* _Task objective_: In the material below, the lines from the one containing "You are given the photo below." through the one containing "You are given the photo above." are to be given again exactly, ends included, and no others.

* _Data extracts_:
- Opening Delimiter -
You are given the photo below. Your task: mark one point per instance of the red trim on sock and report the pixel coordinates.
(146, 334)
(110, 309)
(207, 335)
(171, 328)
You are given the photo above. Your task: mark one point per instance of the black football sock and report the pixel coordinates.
- Closing Delimiter -
- Opening Delimiter -
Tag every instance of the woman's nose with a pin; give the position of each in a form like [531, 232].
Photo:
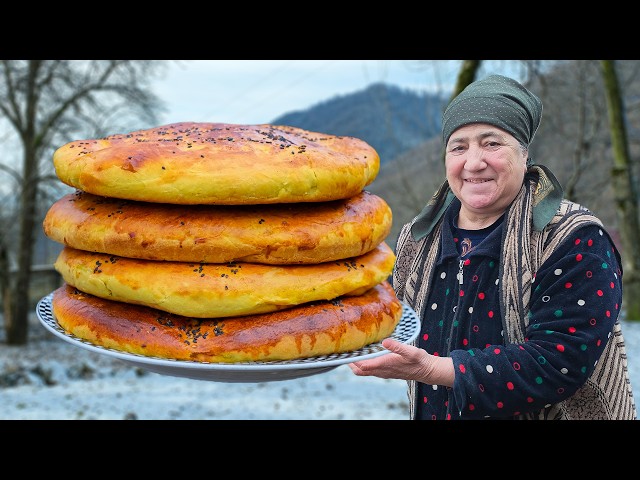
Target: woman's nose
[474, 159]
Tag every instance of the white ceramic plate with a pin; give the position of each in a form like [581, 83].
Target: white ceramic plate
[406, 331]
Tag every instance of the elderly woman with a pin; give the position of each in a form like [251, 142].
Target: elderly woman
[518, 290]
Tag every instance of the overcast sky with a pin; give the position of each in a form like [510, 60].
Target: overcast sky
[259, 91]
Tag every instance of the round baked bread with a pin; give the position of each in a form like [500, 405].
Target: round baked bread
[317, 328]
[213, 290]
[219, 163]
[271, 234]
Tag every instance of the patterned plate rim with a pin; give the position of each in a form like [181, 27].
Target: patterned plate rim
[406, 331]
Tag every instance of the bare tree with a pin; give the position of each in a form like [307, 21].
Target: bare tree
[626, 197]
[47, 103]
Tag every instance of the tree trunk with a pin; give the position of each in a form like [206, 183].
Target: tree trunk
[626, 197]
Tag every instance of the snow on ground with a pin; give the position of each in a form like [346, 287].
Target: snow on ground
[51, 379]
- Closing Delimiter -
* _Solution for this task_:
You are given the photo below. Your task: mark one point per instance of the red trim on sock and report the pixel coordinates.
(146, 334)
(110, 309)
(207, 335)
(171, 328)
You are given the photo above. Your task: mark one point per instance of the black football sock and report the pixel coordinates.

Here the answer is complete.